■ Data rows

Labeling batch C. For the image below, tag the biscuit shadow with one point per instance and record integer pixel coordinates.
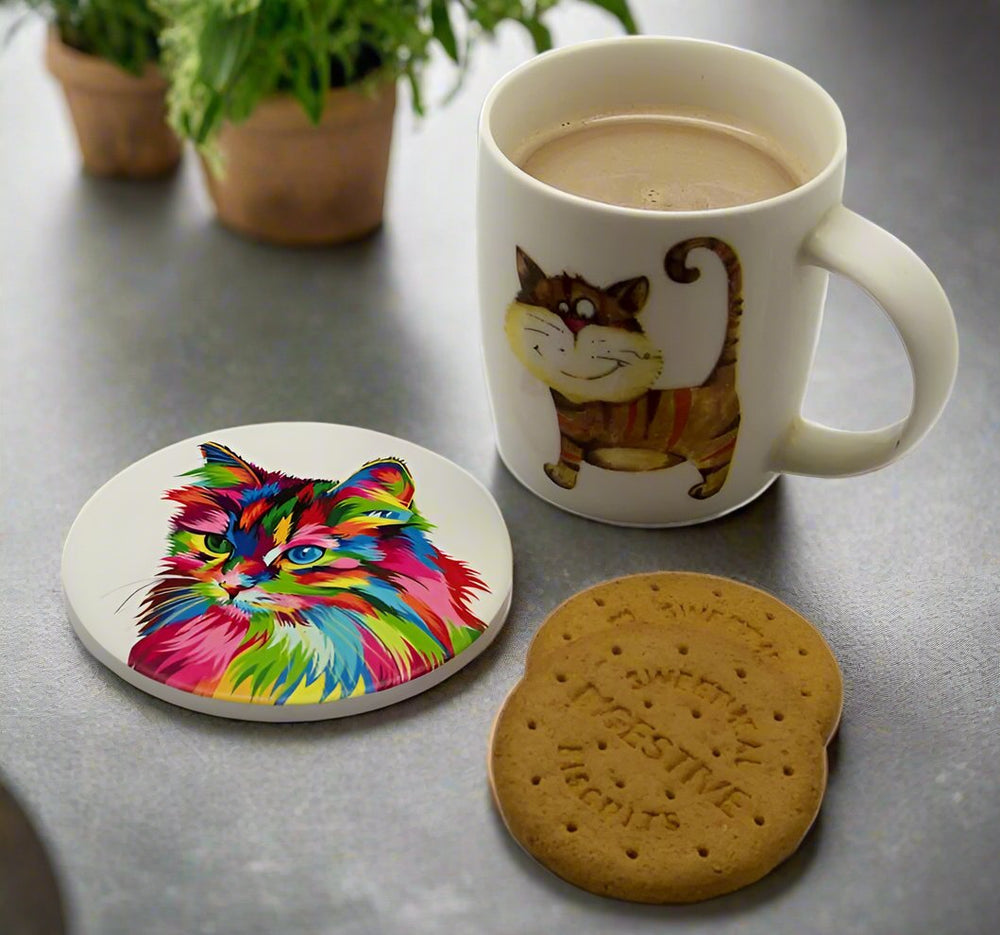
(620, 912)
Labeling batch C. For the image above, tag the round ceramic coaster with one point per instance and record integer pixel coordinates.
(288, 572)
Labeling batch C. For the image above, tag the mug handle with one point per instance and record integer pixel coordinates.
(899, 281)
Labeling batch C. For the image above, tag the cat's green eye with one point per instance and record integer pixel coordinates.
(217, 544)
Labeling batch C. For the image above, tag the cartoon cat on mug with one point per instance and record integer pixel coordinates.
(587, 345)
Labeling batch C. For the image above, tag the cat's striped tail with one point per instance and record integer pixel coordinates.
(675, 264)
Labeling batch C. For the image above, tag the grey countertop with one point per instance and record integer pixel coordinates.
(131, 320)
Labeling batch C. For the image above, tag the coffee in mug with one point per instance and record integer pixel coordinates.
(648, 367)
(660, 161)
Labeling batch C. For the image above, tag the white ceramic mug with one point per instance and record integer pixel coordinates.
(729, 300)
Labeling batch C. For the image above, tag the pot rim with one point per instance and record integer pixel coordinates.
(346, 106)
(73, 67)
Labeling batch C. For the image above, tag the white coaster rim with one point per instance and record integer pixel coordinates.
(501, 589)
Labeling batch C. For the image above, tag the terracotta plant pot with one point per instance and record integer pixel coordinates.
(119, 118)
(286, 181)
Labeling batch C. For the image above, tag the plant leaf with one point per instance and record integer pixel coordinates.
(618, 9)
(223, 47)
(443, 31)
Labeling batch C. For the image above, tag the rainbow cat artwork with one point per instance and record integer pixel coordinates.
(285, 590)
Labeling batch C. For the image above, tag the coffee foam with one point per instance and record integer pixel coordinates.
(660, 161)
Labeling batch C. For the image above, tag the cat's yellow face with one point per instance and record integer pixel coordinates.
(582, 341)
(598, 362)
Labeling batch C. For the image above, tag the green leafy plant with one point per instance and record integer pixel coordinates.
(224, 56)
(124, 32)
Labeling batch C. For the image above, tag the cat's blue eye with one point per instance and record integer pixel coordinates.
(304, 554)
(218, 544)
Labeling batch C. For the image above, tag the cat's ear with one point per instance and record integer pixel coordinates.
(219, 456)
(528, 272)
(631, 294)
(378, 480)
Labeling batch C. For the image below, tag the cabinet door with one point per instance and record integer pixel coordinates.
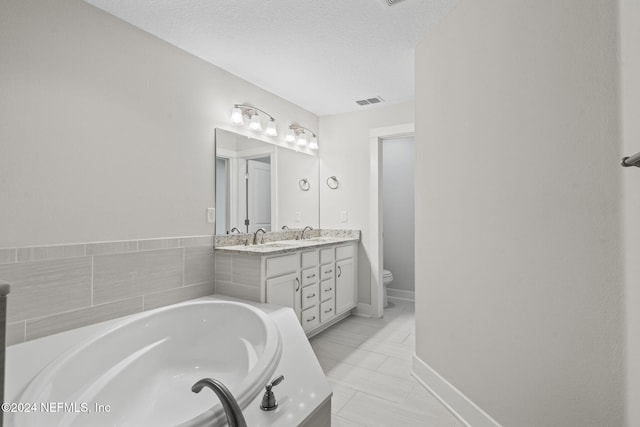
(285, 291)
(345, 286)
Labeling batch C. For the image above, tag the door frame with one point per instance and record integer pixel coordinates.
(376, 135)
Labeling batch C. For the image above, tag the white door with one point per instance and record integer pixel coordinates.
(345, 286)
(259, 191)
(285, 291)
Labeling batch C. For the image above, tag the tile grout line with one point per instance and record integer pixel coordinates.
(184, 262)
(92, 271)
(349, 399)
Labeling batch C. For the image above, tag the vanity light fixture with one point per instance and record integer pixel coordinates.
(299, 133)
(290, 136)
(240, 111)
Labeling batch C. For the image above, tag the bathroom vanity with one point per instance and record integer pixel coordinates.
(316, 277)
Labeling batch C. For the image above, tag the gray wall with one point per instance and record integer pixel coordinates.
(519, 291)
(106, 165)
(630, 97)
(345, 151)
(107, 132)
(398, 192)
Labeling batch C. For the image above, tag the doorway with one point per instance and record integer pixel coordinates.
(398, 215)
(376, 136)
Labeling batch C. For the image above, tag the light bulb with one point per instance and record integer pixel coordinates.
(290, 136)
(236, 116)
(271, 128)
(255, 122)
(302, 139)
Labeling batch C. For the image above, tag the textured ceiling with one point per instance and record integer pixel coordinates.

■ Objective
Begin at the line that contains "Labeling batch C. For the image above, tag the white door" and stop after the last line of the records. Write every line in that span out again, requests included, with each coordinate in the answers multiplied by 1.3 and rounded to a whole number (halves round up), and give only those lines.

■ Solution to the problem
Labeling batch C. For the image above, tag the white door with one point per instance and record integer pixel coordinates.
(449, 372)
(337, 248)
(371, 378)
Labeling batch C. For the image above, tag the tile grout line with one point per instance and record integer pixel coordinates.
(239, 341)
(120, 352)
(454, 519)
Labeling batch C. For the image above, tag the vanity light fixture with one point per instance and record integer pixel coordinates.
(389, 173)
(377, 177)
(312, 144)
Labeling batch C. For the image above, tag the bathroom vanity with one point per instance and record integer pixel coordinates.
(411, 360)
Labeling batch C. For the image above, tag the gray wall with one point per instance and record integer pixel coordinates.
(675, 378)
(138, 215)
(819, 126)
(449, 196)
(139, 172)
(517, 250)
Labeling batch C. For the image above, tag the doorway with one point per instance and record integer pixel coordinates.
(517, 280)
(489, 177)
Labeling batch C. For the image above, tag the light bulb with one point per instance and record integer pixel coordinates.
(377, 177)
(307, 151)
(352, 166)
(332, 159)
(393, 181)
Labeling batch C. For the image above, tag the textured ceiling with one point per instance and record integer pixel coordinates.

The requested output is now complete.